_PASSAGE TO READ_
January 25, 2006
Video Game ‘Slackers’ Target of Orlando Media Fair
ORLANDO, Florida -- While many parents look at teenagers tethered to video game controls and see slackers, Dr. James "Butch" Rosser, chief of minimally invasive surgery at Beth Israel Medical Center in Manhattan, sees potential surgeons.
Rosser says laparoscopic surgeons who have played video games can perform surgery 27 percent faster with 37 percent fewer errors. Laparascopy uses a scope to perform abdominal or pelvic operations through a small incision.
Rosser's video game skills study, and his "Top Gun 4 Kids" surgical skills games, are one of the features of Otronicon, a unique 10-day digital media festival under way this week in Orlando, Florida.
The festival, targeting 11- to 18-year-olds, has the long-range strategy of building a trained local work force that can grapple with future digital technology business.
"Otronicon has a very unabashed mission of using stealth learning," says Dr. Brian Tonner, a university physics professor turned Orlando Science Center president who staged the event with the backing of the local economic development community.
"Video games are the hook to get kids and their parents in here. But once they're here, they're surrounded by the educational component."
Like many mid-sized metropolitan areas, Orlando dreams of becoming the next great high-tech center.
Otronicon's mission is to steer more middle- and high-school students into the math and science classes they will need for future digital media careers.
"It's kind of the chicken and egg situation," said Trent Flood, spokesman for the Metro Orlando Economic Development Commission. "At the same time we're trying to attract additional business investment, we're also needing to encourage new college level programming and we also need to encourage students to consider that for their future career options."
Thus, school field trips are scheduled to bring in more than 1,100 Orlando-area middle and high school students to get a taste of the science and technology of game development in workshops created by Full Sail Real World Education, an Orlando-based media arts college.
In the evenings, Full Sail is addressing parental concerns in workshops on subjects such as violence in video games, and attempting to attract more girls to the field through a special "4-part Girls 'N Games" program. Throughout the event, visitors get to try out cutting edge military, medical and commercial simulators rarely available to the general public that are being showcased by local business.
Festival organizers expect a total attendance of 10,000, many lured by opportunities to play on more than 100 gaming stations, appearances by a Dance Dance Revolution champion who lost 40 pounds (18 kg) playing the game, a planned Cyber-Triathlon and final tournament rounds played on a giant screen.
"While they're having fun, they're also spoonfeeding them this concept that math and science is very important and there is a real world application for those science classes that they didn't necessarily realize," Flood said.
"Not everyone who comes in the door is going to get it," said Tonner. "But some will."

_DATASET CONTENT_
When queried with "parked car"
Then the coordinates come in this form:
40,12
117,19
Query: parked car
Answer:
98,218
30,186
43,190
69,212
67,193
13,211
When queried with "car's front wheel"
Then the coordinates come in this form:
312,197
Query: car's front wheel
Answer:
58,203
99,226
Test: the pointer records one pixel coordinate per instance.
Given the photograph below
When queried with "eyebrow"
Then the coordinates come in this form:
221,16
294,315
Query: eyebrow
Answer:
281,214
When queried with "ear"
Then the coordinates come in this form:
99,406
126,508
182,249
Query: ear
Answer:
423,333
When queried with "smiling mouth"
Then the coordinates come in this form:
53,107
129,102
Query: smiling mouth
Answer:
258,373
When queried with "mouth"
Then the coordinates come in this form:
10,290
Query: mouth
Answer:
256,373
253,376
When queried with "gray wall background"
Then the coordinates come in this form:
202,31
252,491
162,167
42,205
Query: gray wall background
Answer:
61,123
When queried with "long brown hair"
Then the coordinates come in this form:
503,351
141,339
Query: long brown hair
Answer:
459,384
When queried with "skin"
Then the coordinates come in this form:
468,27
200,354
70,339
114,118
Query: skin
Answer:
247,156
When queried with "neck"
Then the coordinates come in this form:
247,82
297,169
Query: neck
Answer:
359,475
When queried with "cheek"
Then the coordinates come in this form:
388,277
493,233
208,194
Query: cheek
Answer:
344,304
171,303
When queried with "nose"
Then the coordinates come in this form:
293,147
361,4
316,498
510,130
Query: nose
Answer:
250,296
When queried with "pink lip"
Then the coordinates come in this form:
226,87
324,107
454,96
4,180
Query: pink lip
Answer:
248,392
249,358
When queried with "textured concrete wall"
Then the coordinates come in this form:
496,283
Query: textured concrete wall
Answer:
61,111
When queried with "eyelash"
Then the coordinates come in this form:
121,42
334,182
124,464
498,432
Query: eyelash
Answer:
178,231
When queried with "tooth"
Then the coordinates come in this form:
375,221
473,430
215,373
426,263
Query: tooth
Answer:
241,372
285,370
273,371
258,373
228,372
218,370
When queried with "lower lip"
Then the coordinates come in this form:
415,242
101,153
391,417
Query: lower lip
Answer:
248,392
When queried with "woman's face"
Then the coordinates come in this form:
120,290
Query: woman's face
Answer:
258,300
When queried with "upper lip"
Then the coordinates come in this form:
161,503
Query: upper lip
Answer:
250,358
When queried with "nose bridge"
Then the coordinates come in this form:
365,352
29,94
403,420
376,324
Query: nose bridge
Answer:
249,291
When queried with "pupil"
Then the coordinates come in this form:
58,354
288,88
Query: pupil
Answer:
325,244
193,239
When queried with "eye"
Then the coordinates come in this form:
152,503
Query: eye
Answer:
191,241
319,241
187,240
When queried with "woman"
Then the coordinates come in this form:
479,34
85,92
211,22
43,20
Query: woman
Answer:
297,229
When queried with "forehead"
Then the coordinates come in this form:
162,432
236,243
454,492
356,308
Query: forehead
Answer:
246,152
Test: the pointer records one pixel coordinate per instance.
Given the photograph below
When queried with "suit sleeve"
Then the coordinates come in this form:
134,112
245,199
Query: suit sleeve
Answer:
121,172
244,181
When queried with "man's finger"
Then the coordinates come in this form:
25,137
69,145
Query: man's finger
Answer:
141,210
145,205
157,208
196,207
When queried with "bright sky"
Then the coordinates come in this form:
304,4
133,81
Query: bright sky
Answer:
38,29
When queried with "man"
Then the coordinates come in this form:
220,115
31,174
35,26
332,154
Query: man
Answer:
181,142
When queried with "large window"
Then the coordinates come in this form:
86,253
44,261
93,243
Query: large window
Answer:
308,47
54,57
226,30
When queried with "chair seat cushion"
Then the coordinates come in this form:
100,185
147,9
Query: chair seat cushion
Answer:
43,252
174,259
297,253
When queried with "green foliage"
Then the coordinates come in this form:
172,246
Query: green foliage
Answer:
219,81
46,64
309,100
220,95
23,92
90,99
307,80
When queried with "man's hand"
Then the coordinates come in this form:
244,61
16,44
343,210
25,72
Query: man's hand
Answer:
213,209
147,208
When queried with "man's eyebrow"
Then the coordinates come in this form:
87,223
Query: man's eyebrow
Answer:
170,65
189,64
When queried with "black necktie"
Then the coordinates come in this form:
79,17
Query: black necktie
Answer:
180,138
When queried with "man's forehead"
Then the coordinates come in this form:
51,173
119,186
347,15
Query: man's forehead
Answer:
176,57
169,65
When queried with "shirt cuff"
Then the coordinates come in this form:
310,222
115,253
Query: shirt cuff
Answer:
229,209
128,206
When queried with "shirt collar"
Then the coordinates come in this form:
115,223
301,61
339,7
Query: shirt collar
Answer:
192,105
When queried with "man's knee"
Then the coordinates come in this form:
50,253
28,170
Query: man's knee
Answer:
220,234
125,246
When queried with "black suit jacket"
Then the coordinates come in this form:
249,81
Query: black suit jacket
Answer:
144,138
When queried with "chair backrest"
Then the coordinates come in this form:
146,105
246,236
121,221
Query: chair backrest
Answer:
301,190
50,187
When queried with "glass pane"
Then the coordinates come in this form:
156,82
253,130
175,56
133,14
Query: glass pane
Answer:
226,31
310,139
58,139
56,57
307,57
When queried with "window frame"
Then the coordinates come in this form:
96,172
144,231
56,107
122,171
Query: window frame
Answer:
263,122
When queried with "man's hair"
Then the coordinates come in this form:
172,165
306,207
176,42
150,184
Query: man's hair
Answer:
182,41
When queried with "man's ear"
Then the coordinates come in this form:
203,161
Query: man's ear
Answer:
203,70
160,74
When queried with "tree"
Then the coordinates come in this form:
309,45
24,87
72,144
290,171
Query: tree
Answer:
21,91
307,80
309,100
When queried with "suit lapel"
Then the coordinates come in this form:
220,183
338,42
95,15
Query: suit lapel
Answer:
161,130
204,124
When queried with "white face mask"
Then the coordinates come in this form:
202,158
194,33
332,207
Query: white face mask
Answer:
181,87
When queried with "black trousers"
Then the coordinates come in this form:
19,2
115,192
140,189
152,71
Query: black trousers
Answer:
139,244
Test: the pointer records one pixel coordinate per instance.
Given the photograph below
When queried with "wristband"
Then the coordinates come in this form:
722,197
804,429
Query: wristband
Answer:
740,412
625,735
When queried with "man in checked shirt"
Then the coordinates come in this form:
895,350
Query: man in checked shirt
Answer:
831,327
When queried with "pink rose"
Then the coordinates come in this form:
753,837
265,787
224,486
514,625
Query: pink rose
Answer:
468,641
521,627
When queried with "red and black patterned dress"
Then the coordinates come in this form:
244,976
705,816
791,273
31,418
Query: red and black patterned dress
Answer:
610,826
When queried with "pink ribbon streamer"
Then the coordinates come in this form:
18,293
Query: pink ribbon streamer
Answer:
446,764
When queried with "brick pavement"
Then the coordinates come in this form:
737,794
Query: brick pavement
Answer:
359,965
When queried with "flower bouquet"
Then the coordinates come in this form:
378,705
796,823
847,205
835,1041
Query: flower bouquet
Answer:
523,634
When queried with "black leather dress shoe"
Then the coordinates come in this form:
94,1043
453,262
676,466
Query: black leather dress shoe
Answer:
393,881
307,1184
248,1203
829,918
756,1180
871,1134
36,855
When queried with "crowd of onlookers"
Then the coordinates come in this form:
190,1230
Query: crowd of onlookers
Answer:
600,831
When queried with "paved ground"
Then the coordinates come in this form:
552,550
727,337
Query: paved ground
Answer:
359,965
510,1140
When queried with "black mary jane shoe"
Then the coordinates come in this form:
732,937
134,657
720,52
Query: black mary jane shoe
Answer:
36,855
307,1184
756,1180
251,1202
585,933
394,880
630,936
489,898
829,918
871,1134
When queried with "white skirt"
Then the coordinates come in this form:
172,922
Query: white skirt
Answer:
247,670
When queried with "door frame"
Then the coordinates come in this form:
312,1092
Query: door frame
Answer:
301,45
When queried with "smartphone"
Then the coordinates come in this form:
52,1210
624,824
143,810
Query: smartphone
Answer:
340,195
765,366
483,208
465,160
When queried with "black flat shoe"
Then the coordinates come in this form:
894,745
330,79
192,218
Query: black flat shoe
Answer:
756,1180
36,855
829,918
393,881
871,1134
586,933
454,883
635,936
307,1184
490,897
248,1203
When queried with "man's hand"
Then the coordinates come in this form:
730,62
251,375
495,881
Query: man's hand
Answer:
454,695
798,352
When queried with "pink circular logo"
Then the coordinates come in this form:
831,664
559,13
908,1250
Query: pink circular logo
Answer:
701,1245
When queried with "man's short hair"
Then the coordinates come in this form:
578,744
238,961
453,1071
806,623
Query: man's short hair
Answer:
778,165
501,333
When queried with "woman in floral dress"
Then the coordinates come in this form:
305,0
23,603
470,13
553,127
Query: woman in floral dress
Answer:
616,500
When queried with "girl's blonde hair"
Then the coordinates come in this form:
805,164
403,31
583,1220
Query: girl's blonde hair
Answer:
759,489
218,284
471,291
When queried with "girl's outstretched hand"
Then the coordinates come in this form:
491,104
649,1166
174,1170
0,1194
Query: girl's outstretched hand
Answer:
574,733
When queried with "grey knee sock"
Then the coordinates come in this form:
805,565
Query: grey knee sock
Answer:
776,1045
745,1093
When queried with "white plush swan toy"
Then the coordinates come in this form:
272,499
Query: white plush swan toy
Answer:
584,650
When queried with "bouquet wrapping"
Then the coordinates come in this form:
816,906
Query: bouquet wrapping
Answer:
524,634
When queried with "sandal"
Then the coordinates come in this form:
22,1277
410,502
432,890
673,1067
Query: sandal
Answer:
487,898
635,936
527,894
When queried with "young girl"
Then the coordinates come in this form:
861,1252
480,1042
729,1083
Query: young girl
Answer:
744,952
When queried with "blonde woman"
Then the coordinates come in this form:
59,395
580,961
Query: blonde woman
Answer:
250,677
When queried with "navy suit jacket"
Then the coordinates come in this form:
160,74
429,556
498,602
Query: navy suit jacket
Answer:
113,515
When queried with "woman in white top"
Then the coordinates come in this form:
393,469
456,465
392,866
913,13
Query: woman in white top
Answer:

_EXERCISE BRIEF_
Extract from the Otronicon article the passage between "Thus, school field" and "by local business.", inclusive, copying it word for word.

_RESULT OF THE EXERCISE_
Thus, school field trips are scheduled to bring in more than 1,100 Orlando-area middle and high school students to get a taste of the science and technology of game development in workshops created by Full Sail Real World Education, an Orlando-based media arts college.
In the evenings, Full Sail is addressing parental concerns in workshops on subjects such as violence in video games, and attempting to attract more girls to the field through a special "4-part Girls 'N Games" program. Throughout the event, visitors get to try out cutting edge military, medical and commercial simulators rarely available to the general public that are being showcased by local business.